──────── Records to use ────────

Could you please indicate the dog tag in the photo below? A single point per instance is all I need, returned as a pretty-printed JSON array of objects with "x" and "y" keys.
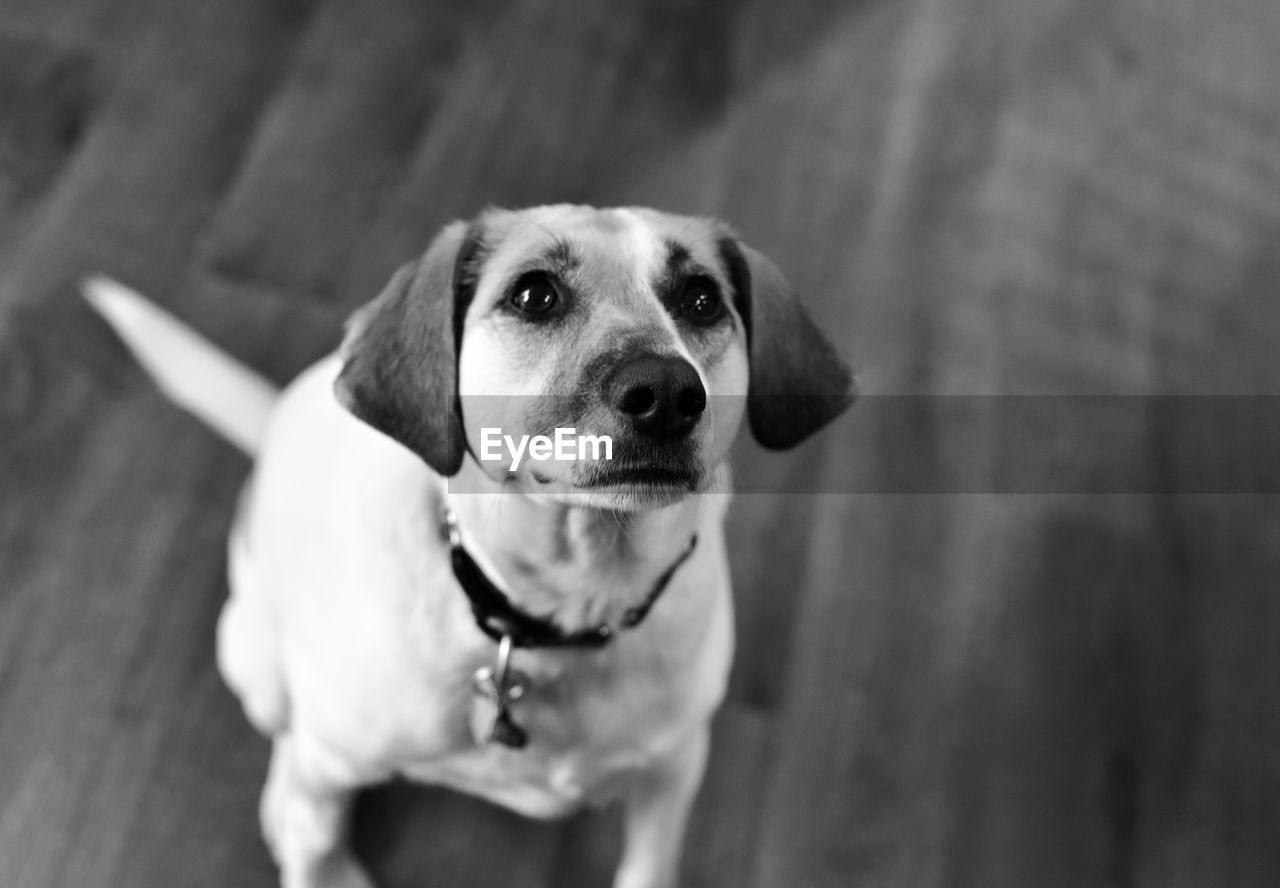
[{"x": 493, "y": 691}]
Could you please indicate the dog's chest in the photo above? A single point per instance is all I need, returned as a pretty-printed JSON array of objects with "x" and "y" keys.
[{"x": 592, "y": 726}]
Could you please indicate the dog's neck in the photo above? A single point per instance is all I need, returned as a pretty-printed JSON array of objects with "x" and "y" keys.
[{"x": 574, "y": 564}]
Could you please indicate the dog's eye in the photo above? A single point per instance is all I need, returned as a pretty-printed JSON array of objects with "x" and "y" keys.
[
  {"x": 534, "y": 296},
  {"x": 700, "y": 301}
]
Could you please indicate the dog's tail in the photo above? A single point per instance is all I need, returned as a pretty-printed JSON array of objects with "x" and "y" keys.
[{"x": 193, "y": 372}]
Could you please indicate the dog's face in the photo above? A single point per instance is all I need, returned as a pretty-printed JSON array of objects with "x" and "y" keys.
[{"x": 656, "y": 332}]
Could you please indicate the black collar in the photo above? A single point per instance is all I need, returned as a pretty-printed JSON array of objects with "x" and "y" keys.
[{"x": 498, "y": 617}]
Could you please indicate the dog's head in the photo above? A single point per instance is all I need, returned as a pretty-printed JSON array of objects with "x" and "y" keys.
[{"x": 653, "y": 330}]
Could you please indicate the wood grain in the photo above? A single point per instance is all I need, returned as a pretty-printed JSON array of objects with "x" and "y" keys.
[{"x": 976, "y": 197}]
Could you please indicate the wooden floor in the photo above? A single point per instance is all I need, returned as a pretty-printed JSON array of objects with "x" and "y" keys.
[{"x": 993, "y": 690}]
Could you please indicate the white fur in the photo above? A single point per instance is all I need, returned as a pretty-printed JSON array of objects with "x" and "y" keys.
[{"x": 351, "y": 645}]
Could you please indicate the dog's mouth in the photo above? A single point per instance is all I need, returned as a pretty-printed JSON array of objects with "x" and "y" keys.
[{"x": 639, "y": 479}]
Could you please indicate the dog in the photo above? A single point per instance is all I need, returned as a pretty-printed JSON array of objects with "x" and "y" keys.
[{"x": 542, "y": 632}]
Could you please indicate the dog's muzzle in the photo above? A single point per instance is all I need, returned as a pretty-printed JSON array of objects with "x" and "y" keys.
[{"x": 661, "y": 396}]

────────

• What the task requires
Rescale everything from the row containing "Could you please indicate the dog's head" down to the end of the rows. Repeat those rows, requests included, and multiply each x and y coordinate in the answers by 1.6, rounding to whole numbers with halves rounded up.

• Problem solution
Could you please indicate the dog's head in the photo above? A single point per instance is all I need, returned as a pretty-printed JSON array of objects with "x" and "y" keys.
[{"x": 1045, "y": 528}]
Could you please indicate the wood grain in the photo above? A single point per instance is all I need, returned as a pretty-printed JSON array of objects with "x" and "y" keys.
[{"x": 1562, "y": 315}]
Could you please indicate the wooden floor in the photo above? A single point per instance is all I need, returned as a pretty-printed JSON array of objects with "x" and "y" keys.
[{"x": 1589, "y": 1104}]
Could you please indicate the white fur in the photo above? A single point per instance is all I need, returned as a pretty-printed JSON array of objects with "x" and "y" keys.
[{"x": 562, "y": 1032}]
Could you please indicate the dog's mouth in the photo above? A single point per instance is all I need, returned as a pretty-printed JSON array of objects with "x" and "y" keys.
[{"x": 1022, "y": 766}]
Could you please indicate the dog in the photo above? A single point per instance is all I need, returned as a pretty-printed JSON array of objects with "x" and "y" keys.
[{"x": 867, "y": 1011}]
Could you please indicate the dog's muzzle in the photo above? A single point per instance is all I need, returned as a pretty-printed JSON array of objects with "x" and "y" keys.
[{"x": 1058, "y": 634}]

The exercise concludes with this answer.